> [PASSAGE FOURNI]:
■ ■ ■

En effet, malgré le dénominateur commun que partagent les Kurdes, celui d’une histoire faite d’oppression, d’insurrections et de répression au fil des siècles, chaque pays de peuplement kurde détient sa propre mosaïque de mouvements kurdes, alliés ou opposés les uns les autres à différents niveaux, tant nationalement qu’internationalement. L’incapacité des Kurdes de Syrie et d’Irak a réellement s’unir face à la menace djihadiste durant la guerre contre Daech (2013-en cours) a ainsi pu étonner, d’autant plus si l’on tient compte des renforts envoyés par des mouvements kurdes iraniens à leurs congénères irakiens par exemple [1], ou encore l’accueil chaleureux réservé par les Kurdes irakiens à leurs congénères syriens lors de l’offensive turque « Source de Paix ».

■ ■ ■

> [LIGNES DE DONNÉES]:

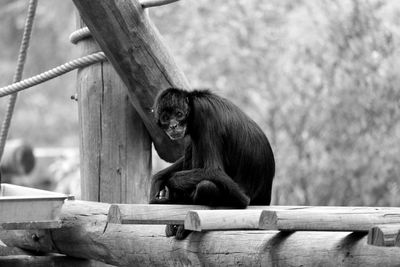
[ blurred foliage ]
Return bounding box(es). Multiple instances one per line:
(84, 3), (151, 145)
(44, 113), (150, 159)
(0, 0), (400, 206)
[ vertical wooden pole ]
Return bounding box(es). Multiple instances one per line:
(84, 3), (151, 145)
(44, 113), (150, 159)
(77, 18), (151, 203)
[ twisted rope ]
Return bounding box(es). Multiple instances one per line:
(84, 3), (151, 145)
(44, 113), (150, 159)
(0, 52), (107, 97)
(0, 0), (38, 161)
(69, 27), (92, 44)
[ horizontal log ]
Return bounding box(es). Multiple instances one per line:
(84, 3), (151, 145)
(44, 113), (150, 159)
(0, 255), (111, 267)
(184, 209), (263, 231)
(108, 204), (210, 224)
(0, 201), (400, 266)
(108, 204), (400, 229)
(368, 223), (400, 247)
(0, 221), (61, 230)
(261, 210), (400, 232)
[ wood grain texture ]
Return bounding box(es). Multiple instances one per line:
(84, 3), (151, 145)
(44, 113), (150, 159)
(74, 0), (189, 162)
(77, 18), (151, 203)
(0, 255), (112, 267)
(261, 209), (400, 232)
(368, 223), (400, 247)
(108, 204), (210, 224)
(109, 204), (400, 229)
(184, 209), (262, 231)
(0, 201), (400, 266)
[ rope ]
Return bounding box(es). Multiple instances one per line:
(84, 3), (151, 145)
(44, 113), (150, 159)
(0, 0), (38, 161)
(69, 27), (92, 44)
(0, 52), (107, 97)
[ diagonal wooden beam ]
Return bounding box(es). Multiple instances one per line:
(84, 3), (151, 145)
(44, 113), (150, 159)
(73, 0), (189, 162)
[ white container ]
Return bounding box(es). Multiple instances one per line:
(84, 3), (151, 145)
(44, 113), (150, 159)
(0, 184), (68, 229)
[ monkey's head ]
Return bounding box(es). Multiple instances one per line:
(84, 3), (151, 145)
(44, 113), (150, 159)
(154, 88), (190, 140)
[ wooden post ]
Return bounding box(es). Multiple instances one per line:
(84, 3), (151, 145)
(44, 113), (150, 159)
(74, 0), (189, 162)
(77, 17), (151, 203)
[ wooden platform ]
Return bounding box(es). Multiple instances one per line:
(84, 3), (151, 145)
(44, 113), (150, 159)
(108, 204), (400, 246)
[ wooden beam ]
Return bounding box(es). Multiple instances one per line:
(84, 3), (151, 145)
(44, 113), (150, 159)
(108, 204), (400, 229)
(108, 204), (210, 224)
(0, 255), (112, 267)
(368, 223), (400, 247)
(0, 201), (400, 266)
(74, 0), (189, 162)
(262, 210), (400, 232)
(140, 0), (179, 8)
(184, 209), (263, 231)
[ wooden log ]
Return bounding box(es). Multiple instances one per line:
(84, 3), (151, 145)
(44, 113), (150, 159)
(77, 17), (151, 203)
(0, 255), (112, 267)
(74, 0), (189, 162)
(184, 209), (263, 231)
(368, 224), (400, 247)
(261, 210), (400, 232)
(108, 204), (400, 229)
(107, 204), (210, 224)
(0, 201), (400, 266)
(0, 139), (36, 177)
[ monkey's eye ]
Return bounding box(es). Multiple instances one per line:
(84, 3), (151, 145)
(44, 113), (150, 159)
(160, 113), (169, 124)
(175, 110), (185, 120)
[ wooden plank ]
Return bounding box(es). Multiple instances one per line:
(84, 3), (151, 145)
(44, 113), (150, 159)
(78, 18), (151, 203)
(0, 201), (400, 267)
(184, 209), (262, 231)
(0, 255), (112, 267)
(260, 210), (400, 232)
(368, 223), (400, 247)
(0, 220), (61, 230)
(74, 0), (189, 162)
(108, 204), (210, 224)
(108, 204), (400, 229)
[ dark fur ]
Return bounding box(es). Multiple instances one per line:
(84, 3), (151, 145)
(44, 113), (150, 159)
(150, 88), (275, 239)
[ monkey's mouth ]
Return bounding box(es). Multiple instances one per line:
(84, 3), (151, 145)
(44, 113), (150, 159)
(166, 127), (186, 140)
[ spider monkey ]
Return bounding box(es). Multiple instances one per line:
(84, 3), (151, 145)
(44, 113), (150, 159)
(150, 88), (275, 239)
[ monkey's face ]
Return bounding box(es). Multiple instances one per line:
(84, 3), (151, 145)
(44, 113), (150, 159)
(154, 88), (190, 140)
(159, 108), (187, 140)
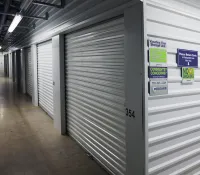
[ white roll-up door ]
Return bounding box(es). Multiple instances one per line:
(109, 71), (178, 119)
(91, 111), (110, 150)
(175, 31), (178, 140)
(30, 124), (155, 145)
(25, 47), (33, 96)
(37, 41), (53, 118)
(65, 18), (126, 175)
(146, 0), (200, 175)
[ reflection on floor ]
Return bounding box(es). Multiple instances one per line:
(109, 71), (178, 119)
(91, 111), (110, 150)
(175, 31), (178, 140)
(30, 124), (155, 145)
(0, 77), (107, 175)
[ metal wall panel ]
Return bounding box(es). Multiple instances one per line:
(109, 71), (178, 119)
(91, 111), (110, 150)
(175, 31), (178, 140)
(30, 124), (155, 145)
(37, 41), (54, 118)
(65, 18), (126, 175)
(147, 0), (200, 175)
(25, 47), (33, 97)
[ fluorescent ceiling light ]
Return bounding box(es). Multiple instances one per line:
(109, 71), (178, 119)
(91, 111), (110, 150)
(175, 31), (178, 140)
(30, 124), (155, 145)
(8, 13), (23, 33)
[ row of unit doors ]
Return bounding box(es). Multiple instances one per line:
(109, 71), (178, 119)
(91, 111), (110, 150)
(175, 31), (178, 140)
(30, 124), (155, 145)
(26, 18), (126, 175)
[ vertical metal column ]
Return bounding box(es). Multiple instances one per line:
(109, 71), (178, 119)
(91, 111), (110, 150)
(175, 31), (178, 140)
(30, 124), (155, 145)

■ ■ ■

Recopiez en entier le passage sur les Kurdes, sans y changer un seul mot. La liste vient d'une autre source que le passage.

En effet, malgré le dénominateur commun que partagent les Kurdes, celui d’une histoire faite d’oppression, d’insurrections et de répression au fil des siècles, chaque pays de peuplement kurde détient sa propre mosaïque de mouvements kurdes, alliés ou opposés les uns les autres à différents niveaux, tant nationalement qu’internationalement. L’incapacité des Kurdes de Syrie et d’Irak a réellement s’unir face à la menace djihadiste durant la guerre contre Daech (2013-en cours) a ainsi pu étonner, d’autant plus si l’on tient compte des renforts envoyés par des mouvements kurdes iraniens à leurs congénères irakiens par exemple [1], ou encore l’accueil chaleureux réservé par les Kurdes irakiens à leurs congénères syriens lors de l’offensive turque « Source de Paix ».